Data records:
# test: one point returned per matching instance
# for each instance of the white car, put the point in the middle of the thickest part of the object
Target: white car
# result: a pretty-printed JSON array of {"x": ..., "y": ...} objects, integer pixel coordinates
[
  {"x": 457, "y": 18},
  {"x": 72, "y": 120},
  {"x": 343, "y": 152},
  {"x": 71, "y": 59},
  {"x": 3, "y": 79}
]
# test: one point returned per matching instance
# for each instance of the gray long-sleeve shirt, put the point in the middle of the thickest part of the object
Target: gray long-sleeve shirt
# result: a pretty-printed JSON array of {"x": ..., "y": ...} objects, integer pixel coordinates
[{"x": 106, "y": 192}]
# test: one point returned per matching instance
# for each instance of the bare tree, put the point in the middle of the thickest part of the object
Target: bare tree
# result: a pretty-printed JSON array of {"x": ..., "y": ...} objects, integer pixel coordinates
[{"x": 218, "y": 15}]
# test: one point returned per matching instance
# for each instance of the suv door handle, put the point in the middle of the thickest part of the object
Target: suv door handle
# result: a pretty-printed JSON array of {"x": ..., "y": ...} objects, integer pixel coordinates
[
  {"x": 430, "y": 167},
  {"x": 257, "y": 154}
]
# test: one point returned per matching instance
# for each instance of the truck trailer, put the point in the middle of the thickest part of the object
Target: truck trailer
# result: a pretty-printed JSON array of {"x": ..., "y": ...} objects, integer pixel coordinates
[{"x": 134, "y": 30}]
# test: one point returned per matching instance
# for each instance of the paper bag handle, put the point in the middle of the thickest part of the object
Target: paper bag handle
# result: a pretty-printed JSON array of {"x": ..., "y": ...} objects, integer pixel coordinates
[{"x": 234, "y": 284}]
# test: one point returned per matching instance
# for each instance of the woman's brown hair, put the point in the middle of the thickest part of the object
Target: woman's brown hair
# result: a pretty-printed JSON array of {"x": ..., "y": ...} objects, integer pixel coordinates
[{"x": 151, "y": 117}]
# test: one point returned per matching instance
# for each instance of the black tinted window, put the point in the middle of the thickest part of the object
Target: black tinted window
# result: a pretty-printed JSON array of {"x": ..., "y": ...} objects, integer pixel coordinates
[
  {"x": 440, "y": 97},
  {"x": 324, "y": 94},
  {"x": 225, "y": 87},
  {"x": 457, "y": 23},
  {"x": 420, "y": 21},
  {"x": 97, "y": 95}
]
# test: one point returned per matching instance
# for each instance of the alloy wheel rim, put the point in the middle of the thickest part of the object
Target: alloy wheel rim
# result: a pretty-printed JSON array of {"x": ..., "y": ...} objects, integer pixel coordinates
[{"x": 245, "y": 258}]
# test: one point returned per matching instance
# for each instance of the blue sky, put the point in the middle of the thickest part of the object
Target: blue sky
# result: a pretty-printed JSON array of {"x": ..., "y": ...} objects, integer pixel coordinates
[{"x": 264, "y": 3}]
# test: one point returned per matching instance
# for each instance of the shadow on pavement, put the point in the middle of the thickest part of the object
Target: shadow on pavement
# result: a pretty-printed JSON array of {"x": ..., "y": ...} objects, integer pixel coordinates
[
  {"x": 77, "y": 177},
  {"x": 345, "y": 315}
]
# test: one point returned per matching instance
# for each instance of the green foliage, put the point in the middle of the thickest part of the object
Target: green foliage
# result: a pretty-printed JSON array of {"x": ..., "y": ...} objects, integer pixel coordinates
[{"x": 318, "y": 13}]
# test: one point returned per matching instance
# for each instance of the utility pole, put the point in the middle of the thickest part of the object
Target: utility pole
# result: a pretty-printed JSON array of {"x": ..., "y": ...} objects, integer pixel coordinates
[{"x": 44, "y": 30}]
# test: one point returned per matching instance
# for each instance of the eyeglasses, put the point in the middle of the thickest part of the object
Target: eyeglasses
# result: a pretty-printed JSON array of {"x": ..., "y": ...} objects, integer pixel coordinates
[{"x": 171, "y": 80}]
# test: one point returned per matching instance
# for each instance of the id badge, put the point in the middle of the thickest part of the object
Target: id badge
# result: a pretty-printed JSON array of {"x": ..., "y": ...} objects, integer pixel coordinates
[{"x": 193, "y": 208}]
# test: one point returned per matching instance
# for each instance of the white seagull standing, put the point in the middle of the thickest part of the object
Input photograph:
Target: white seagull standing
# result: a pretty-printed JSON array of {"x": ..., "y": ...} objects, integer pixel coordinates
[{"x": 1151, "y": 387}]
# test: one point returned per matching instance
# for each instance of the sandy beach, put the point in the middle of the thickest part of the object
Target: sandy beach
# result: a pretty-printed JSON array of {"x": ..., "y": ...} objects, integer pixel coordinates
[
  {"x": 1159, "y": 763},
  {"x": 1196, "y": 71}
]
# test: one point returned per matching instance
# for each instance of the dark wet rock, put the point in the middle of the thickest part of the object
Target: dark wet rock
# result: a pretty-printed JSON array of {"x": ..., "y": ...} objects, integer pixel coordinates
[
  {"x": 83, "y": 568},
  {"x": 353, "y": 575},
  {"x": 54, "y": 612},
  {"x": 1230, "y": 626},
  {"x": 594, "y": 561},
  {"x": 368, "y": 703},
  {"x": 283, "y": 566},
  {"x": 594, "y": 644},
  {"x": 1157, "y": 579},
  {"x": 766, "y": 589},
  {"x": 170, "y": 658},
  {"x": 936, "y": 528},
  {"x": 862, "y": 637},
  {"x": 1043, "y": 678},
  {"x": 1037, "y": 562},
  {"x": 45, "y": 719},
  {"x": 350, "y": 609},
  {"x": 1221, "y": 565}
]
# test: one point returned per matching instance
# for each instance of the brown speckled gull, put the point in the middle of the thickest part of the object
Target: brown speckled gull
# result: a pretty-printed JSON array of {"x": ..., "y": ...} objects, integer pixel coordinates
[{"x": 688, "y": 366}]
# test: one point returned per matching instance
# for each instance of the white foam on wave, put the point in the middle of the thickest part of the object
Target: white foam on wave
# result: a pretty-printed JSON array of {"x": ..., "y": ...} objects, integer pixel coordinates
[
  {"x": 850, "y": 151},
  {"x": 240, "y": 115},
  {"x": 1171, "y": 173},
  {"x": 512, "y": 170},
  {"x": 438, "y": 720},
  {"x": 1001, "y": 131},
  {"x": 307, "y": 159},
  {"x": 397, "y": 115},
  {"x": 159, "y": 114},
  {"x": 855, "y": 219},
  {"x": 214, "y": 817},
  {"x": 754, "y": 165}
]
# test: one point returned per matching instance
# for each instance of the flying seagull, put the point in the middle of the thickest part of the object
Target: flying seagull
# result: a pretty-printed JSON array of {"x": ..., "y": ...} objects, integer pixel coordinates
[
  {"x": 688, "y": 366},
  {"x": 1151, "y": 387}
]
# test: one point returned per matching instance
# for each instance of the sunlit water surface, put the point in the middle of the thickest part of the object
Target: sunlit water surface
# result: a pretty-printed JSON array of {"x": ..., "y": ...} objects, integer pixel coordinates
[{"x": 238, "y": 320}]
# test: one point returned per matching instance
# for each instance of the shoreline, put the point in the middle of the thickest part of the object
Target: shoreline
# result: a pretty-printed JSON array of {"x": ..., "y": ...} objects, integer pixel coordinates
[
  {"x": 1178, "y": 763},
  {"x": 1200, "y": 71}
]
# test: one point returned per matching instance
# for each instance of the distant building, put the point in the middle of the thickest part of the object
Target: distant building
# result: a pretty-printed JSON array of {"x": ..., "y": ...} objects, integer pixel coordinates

Your objective:
Work out the number of lines in the records containing the word "shoreline". Write only that number.

Your solution:
2